- _YOUR TASKS_:
a - From the article on hormone therapy and heart disease, reproduce the stretch from "Their study, prepared" through "developed heart disease.".
b - According to the article on hormone therapy and heart disease, which meeting was the Duke study prepared for?
c - Pick up the article on hormone therapy and heart disease after its final sentence and carry it forward.

- _TEXT SECTION_:
==================================================

NEW ORLEANS -- Cardiologists should think twice about prescribing hormone replacement therapy for women who have heart disease, researchers at Duke University Medical Center say.
Their study, prepared for the annual meeting of the American College of Cardiology, is the second in a year that finds an association between new use of hormones in women who have previous heart disease and the occurrence of a second cardiac "event," such as a heart attack or unstable angina. This was not seen in women using such hormones before they developed heart disease.
These studies suggest the general message that hormone therapy is good for the hearts of postmenopausal women must be considered further, said Dr. Karen Alexander of the Duke Clinical Research Institute.
"While hormone use has benefits and may still be cardioprotective in women without heart disease, women who have heart disease should probably not start using them," Alexander said. "We also have no reason to suggest women stop using hormones if they develop heart disease."

==================================================

- _RAW DATA_:
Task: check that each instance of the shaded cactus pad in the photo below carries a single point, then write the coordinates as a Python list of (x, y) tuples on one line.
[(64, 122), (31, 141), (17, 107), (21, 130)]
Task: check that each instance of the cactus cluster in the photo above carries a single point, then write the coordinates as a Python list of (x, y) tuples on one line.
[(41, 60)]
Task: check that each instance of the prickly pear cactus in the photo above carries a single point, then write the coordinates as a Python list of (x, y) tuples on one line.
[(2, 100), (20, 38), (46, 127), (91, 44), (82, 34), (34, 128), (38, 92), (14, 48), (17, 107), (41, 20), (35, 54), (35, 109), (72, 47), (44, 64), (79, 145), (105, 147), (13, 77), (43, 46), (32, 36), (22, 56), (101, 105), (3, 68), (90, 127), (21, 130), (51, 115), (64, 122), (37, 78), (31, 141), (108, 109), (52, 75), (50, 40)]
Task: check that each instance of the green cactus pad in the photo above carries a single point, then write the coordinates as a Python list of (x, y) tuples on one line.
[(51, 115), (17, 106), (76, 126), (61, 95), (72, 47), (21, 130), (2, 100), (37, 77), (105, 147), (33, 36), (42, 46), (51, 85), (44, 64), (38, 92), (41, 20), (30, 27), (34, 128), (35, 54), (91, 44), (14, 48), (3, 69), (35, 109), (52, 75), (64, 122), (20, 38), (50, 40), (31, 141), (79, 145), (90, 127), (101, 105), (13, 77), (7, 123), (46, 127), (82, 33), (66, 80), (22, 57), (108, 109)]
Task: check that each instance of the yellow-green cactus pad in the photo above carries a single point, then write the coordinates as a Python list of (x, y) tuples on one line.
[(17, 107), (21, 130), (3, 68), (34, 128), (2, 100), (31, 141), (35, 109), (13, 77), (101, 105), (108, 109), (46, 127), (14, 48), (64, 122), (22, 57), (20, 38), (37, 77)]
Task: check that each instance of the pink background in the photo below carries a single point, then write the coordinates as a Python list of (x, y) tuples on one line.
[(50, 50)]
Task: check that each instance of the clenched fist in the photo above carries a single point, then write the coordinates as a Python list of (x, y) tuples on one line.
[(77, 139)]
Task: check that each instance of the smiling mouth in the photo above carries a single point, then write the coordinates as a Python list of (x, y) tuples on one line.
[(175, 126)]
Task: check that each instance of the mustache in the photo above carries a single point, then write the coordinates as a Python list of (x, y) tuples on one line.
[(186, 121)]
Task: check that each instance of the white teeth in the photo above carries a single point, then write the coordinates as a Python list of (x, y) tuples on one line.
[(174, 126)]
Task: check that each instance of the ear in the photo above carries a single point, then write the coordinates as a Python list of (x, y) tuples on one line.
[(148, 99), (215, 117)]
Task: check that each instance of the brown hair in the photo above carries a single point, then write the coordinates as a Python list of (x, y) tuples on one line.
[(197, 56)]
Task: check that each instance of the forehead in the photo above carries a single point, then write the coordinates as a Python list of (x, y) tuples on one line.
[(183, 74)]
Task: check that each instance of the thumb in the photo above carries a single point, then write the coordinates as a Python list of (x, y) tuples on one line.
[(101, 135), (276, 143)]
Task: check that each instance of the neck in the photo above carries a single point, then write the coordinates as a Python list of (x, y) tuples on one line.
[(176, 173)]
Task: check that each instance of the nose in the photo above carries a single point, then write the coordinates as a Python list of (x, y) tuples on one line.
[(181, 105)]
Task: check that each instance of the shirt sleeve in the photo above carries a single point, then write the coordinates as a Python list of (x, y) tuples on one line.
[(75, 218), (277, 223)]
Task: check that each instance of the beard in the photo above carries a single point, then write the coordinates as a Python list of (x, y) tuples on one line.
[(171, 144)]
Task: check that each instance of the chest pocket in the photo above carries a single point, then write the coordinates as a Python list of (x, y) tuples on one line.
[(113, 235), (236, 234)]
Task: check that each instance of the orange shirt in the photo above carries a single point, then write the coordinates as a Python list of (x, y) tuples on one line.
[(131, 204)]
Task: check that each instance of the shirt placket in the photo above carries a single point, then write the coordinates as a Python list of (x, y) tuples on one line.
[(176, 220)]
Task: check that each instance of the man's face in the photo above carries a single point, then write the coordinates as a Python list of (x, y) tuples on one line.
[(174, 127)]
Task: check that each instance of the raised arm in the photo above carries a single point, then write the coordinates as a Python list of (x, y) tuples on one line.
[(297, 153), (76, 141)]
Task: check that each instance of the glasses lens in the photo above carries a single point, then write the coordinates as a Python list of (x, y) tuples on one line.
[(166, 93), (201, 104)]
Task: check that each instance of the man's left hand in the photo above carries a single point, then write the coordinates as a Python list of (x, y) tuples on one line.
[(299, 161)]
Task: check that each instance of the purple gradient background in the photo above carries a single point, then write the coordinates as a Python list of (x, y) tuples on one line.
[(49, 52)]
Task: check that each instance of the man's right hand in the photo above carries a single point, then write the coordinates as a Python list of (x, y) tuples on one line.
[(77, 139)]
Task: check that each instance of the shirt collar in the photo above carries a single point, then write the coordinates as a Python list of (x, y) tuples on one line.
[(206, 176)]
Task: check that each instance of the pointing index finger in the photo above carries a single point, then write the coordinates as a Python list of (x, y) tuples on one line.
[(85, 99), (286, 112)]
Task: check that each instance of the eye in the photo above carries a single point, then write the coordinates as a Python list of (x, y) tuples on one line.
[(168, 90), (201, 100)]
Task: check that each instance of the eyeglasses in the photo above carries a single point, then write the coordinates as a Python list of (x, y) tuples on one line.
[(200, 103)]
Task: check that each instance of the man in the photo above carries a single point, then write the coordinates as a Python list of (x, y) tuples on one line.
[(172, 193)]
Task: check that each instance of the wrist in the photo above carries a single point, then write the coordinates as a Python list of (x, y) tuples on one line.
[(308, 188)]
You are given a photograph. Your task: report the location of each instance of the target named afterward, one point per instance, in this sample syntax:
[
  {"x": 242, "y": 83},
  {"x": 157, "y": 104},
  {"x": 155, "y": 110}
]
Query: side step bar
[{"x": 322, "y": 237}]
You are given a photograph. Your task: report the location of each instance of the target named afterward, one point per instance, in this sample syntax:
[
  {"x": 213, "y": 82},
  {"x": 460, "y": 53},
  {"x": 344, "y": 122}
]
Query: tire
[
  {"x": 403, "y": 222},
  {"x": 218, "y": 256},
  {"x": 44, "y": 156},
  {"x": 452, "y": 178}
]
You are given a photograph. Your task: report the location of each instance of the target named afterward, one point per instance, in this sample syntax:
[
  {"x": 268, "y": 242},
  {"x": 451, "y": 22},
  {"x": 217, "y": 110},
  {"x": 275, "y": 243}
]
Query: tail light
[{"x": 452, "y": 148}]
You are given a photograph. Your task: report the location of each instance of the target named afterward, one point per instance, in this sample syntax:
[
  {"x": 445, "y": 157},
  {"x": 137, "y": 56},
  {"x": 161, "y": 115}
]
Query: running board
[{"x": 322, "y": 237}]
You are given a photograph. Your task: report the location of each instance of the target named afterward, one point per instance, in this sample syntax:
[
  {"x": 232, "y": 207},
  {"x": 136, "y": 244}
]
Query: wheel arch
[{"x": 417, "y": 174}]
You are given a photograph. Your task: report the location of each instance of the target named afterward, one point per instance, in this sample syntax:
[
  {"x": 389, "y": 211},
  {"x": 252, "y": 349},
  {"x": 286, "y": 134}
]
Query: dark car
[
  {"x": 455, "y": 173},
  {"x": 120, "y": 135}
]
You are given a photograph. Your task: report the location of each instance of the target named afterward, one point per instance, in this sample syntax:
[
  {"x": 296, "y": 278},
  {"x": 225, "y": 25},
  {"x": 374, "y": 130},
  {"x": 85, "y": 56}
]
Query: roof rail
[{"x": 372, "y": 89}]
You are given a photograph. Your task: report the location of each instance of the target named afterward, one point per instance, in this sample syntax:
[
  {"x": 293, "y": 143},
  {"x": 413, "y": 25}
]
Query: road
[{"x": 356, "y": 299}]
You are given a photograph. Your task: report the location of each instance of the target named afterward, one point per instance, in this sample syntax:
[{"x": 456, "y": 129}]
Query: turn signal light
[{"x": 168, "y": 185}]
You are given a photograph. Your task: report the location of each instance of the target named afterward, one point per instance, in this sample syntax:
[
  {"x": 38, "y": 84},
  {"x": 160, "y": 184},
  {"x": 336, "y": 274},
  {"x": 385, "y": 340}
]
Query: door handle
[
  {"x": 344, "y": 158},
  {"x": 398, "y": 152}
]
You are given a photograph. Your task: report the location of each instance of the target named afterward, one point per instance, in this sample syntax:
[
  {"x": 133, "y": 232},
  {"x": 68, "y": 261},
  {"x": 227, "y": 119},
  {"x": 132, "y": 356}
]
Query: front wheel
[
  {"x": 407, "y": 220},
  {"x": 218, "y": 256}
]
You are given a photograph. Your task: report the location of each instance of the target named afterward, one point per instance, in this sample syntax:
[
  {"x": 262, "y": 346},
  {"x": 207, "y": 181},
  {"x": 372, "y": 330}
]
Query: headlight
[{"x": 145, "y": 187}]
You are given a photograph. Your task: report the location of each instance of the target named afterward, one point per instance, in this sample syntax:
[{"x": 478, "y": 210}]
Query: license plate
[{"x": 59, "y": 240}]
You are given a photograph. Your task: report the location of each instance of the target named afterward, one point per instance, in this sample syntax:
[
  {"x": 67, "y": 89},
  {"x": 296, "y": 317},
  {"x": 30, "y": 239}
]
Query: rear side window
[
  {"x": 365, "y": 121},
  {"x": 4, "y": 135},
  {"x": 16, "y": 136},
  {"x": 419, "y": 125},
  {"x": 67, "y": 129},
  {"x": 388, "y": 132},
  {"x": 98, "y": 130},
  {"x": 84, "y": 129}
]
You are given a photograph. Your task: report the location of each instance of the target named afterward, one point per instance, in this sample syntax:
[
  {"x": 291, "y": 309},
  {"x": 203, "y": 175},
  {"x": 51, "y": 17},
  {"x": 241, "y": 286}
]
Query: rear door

==================================================

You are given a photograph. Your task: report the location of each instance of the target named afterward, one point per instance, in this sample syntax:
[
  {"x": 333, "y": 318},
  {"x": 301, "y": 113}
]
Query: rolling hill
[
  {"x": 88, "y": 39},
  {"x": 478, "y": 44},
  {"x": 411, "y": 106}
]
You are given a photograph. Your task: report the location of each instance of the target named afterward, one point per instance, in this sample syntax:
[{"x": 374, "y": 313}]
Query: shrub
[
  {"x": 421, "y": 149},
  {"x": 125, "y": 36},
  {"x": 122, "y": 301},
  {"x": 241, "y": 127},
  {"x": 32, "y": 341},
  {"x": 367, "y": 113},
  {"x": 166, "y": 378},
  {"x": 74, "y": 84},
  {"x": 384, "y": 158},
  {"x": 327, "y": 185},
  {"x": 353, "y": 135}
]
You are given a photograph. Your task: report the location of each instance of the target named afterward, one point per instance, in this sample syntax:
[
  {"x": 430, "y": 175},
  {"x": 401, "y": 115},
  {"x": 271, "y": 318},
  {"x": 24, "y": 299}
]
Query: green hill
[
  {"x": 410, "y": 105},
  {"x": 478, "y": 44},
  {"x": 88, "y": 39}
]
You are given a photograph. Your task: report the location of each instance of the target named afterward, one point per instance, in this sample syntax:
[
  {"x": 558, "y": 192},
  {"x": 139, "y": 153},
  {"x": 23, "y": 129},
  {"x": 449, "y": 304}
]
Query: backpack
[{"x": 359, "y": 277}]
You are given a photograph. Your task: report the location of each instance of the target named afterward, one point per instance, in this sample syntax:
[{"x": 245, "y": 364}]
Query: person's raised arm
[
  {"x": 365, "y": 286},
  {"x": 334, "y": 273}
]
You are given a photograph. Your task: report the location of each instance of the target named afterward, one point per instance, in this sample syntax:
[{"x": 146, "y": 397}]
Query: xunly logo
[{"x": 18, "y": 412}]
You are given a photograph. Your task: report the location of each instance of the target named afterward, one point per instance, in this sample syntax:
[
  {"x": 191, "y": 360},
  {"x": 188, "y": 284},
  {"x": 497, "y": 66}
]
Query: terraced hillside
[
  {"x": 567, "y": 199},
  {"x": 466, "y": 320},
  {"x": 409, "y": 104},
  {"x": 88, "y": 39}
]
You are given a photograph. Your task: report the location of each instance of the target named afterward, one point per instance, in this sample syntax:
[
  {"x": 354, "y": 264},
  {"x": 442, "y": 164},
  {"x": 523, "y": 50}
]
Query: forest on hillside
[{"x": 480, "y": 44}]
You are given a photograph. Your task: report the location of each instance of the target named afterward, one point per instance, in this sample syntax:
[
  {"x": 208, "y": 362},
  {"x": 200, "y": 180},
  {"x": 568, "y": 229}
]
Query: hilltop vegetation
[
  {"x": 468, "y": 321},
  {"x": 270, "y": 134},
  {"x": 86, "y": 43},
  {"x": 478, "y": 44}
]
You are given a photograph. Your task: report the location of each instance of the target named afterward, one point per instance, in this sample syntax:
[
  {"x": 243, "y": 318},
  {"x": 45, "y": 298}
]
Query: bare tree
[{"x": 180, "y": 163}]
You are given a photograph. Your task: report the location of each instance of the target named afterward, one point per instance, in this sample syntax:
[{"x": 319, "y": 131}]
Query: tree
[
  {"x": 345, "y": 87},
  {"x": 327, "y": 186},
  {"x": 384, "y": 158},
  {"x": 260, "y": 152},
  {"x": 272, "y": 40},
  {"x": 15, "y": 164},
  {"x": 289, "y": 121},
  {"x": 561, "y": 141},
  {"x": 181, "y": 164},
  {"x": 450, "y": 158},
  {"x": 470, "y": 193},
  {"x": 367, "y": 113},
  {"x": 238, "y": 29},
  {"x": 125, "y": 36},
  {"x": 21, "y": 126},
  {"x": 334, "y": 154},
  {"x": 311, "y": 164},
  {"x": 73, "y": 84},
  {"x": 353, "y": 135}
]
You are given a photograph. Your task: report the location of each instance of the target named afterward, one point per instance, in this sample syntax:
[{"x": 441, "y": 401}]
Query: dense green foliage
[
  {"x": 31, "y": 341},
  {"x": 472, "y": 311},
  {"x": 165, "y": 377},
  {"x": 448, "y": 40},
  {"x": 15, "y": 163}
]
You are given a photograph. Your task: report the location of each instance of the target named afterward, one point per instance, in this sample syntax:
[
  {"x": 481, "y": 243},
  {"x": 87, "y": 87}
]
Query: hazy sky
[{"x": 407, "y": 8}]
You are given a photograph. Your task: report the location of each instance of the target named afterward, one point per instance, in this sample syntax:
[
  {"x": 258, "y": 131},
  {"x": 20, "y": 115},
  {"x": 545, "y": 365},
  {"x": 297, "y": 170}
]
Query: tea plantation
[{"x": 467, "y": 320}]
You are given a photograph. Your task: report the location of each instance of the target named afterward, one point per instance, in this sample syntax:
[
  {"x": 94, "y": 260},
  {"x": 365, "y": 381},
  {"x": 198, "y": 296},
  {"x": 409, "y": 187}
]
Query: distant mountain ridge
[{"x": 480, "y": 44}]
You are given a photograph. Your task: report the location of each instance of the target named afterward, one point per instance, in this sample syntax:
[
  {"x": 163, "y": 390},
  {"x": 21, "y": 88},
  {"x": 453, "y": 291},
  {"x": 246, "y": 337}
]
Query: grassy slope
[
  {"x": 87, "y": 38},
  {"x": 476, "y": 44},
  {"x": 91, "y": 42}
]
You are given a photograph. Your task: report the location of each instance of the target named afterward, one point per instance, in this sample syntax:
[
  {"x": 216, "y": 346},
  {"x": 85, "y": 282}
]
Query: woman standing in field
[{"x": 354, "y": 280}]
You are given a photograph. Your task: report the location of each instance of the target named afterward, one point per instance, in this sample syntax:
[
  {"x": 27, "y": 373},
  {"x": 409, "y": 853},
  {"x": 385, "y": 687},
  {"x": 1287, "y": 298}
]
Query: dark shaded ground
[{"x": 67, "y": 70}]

==================================================

- _RESULTS_:
a -
Their study, prepared for the annual meeting of the American College of Cardiology, is the second in a year that finds an association between new use of hormones in women who have previous heart disease and the occurrence of a second cardiac "event," such as a heart attack or unstable angina. This was not seen in women using such hormones before they developed heart disease.

b - The annual meeting of the American College of Cardiology.

c -
In looking back at a 1996 study of the use of aspirin in heart attack patients, Alexander and her team found that more than 37 percent of women who started using hormone therapy after their attack were hospitalized for unstable angina within almost a year. That rate of hospitalization was significantly higher than for women who had never used hormones (17 percent) and those who had used them before their heart attack (21 percent).
"These data contribute to the evolving understanding of the benefits from hormone use," Alexander said.
A study reported last August was the first clue that women with heart disease should not start hormone replacement therapy (HRT), which consists of daily doses of estrogen for women who have had hysterectomies or estrogen plus the progestin hormone for women with an intact uterus.